SUPPLIED MATERIAL:
::::::

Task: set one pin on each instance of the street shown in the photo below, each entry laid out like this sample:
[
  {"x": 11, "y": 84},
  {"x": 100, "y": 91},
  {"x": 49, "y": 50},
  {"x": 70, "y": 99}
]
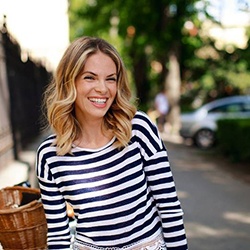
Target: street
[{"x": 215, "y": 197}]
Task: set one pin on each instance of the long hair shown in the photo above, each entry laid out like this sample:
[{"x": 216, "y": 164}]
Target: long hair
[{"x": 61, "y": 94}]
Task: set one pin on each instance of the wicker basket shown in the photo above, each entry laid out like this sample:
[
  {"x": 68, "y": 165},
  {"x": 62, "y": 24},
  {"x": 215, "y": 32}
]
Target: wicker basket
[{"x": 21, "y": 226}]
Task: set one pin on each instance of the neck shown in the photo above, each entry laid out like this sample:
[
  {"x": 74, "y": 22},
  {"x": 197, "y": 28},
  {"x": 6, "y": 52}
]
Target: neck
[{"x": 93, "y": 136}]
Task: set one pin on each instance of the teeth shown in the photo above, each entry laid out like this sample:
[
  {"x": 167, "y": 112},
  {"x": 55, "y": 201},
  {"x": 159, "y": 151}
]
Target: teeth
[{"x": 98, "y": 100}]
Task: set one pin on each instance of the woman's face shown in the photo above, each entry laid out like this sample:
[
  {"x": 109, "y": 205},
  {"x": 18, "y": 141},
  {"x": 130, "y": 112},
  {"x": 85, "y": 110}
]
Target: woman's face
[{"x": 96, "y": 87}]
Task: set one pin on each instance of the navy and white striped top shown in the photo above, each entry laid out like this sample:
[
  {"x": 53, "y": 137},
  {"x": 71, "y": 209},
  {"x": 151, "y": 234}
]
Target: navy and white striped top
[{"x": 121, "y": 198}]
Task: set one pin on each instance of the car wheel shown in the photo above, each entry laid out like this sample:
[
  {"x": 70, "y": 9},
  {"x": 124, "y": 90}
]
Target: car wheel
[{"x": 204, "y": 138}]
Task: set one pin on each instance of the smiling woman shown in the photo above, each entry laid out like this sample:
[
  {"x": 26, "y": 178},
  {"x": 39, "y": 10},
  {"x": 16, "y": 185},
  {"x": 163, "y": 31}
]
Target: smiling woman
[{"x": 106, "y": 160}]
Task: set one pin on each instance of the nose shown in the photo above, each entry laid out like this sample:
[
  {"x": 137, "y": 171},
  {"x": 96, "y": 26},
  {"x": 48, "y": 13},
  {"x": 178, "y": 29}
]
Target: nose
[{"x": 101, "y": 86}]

::::::

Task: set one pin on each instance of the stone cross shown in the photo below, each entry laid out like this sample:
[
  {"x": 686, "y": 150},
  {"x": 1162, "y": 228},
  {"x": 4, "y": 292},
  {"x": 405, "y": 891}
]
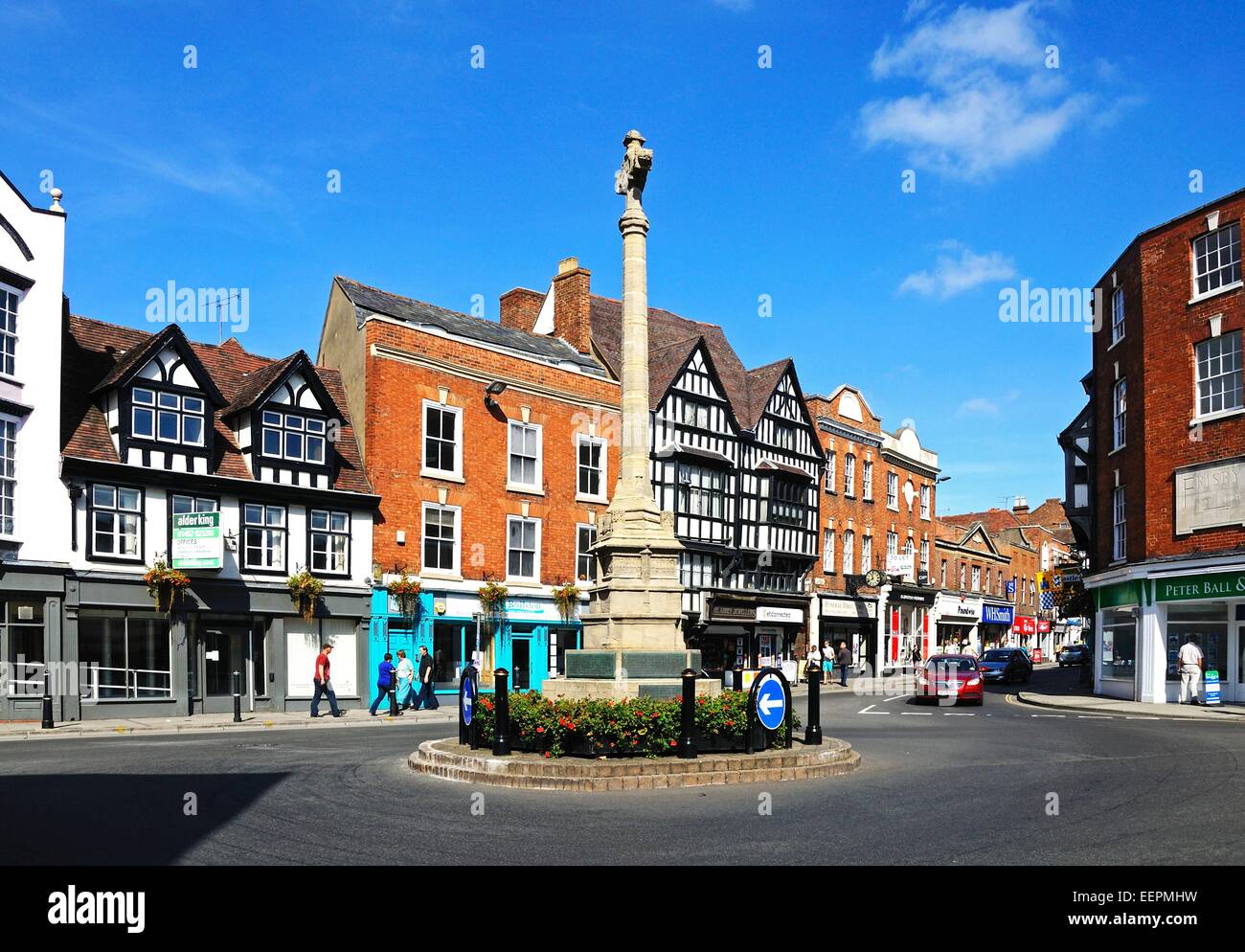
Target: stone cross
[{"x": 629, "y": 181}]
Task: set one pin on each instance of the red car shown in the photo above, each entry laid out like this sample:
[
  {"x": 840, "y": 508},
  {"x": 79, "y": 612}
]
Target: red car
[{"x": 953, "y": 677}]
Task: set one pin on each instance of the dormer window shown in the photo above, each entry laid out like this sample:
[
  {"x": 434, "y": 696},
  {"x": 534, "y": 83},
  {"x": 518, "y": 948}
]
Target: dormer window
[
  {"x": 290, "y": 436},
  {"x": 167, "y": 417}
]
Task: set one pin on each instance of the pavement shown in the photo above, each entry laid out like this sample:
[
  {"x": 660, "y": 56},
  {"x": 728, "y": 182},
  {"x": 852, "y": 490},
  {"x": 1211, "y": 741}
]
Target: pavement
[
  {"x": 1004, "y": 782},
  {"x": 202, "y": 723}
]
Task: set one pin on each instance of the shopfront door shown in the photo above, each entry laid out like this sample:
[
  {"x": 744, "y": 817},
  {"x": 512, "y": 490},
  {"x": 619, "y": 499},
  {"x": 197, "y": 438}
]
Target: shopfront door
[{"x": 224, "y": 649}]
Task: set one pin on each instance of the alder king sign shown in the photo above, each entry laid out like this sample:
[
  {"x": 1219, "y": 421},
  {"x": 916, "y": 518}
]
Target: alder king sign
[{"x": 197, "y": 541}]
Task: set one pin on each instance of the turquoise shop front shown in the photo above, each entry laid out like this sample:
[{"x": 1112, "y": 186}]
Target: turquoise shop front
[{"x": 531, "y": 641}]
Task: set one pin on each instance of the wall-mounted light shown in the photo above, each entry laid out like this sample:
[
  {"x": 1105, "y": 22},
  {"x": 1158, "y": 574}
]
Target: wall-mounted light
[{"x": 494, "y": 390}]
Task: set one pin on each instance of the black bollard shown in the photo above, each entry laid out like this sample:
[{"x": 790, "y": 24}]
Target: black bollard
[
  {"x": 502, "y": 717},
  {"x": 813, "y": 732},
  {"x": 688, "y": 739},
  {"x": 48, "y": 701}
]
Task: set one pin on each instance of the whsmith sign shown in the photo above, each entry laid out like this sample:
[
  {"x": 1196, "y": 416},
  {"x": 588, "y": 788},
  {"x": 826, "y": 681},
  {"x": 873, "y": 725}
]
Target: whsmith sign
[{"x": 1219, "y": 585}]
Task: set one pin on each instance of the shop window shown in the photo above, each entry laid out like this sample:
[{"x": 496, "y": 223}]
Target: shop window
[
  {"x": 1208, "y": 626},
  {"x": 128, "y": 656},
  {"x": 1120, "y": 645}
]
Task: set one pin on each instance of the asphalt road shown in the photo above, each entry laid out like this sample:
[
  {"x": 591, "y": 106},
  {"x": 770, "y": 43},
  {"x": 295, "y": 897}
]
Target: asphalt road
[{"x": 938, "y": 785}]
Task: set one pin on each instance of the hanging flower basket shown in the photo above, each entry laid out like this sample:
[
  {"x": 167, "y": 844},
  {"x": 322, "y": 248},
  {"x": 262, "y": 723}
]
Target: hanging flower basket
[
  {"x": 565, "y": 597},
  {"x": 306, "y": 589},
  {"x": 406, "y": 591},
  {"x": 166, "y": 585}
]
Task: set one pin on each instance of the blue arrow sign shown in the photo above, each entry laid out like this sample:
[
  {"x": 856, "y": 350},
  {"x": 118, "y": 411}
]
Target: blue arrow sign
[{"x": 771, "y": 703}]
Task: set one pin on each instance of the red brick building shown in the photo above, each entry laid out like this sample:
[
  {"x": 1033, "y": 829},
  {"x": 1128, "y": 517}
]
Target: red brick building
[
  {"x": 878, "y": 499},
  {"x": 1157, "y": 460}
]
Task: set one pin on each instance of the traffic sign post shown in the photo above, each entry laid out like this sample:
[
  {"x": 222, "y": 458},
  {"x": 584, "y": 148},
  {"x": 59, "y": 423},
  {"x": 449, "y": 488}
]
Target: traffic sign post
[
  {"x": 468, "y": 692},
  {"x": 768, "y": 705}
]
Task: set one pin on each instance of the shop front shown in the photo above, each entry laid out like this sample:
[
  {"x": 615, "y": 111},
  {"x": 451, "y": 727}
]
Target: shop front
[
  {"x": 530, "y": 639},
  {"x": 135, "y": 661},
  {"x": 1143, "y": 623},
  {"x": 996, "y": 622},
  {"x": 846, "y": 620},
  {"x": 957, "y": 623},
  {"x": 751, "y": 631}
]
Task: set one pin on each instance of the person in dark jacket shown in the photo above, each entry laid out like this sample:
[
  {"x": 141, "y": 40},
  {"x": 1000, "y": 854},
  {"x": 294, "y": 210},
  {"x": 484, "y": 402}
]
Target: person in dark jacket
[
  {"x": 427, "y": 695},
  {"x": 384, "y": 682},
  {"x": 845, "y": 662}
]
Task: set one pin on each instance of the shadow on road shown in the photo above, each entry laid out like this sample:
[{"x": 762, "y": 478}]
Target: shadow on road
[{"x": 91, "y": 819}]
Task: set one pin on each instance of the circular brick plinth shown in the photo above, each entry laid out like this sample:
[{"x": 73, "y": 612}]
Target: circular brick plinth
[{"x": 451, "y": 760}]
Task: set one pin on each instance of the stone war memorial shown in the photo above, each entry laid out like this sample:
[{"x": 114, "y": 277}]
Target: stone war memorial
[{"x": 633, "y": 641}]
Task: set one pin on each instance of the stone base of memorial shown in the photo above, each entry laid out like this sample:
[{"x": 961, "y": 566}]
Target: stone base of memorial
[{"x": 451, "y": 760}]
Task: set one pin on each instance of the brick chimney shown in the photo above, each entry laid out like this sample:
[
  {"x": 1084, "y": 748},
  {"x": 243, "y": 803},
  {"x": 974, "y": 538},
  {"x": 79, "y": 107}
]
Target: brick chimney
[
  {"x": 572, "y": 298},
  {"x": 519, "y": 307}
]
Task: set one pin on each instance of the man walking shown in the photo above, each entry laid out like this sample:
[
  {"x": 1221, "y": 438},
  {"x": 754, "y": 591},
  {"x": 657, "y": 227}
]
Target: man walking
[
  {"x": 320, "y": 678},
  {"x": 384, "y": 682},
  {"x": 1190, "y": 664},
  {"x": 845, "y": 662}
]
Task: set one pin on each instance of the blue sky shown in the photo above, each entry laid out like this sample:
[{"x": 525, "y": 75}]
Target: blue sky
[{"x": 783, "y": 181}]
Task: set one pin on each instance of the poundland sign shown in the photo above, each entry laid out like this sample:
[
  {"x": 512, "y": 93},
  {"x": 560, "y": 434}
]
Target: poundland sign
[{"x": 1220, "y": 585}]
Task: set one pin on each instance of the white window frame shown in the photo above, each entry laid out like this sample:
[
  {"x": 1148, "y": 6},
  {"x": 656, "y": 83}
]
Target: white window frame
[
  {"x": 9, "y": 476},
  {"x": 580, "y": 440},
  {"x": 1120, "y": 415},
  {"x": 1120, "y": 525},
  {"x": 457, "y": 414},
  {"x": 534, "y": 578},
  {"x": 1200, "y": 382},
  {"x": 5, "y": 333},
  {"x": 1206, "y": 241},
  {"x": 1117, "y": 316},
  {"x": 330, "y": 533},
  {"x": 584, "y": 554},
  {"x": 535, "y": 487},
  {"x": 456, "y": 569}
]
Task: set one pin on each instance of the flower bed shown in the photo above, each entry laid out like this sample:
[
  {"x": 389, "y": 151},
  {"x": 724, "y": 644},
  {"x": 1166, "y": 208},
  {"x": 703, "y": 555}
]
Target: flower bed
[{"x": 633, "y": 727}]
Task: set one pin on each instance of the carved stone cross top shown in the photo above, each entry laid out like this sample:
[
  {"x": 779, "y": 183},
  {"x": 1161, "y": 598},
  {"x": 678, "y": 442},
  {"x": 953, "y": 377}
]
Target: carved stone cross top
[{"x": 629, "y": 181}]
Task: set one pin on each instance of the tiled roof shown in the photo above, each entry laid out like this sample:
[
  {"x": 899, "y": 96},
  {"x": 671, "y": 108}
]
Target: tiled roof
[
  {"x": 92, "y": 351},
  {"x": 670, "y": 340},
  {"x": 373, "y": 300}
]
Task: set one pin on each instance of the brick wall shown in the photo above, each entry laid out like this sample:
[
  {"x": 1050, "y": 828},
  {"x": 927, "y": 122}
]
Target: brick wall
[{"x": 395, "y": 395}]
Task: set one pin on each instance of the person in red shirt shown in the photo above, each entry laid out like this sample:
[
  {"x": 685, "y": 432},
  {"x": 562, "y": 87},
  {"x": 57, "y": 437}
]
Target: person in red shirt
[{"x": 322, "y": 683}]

::::::

WHAT YOU HAVE TO DO: A single figure is required: the number of lines above in which the string "below" appears.

EXERCISE RESPONSE: 2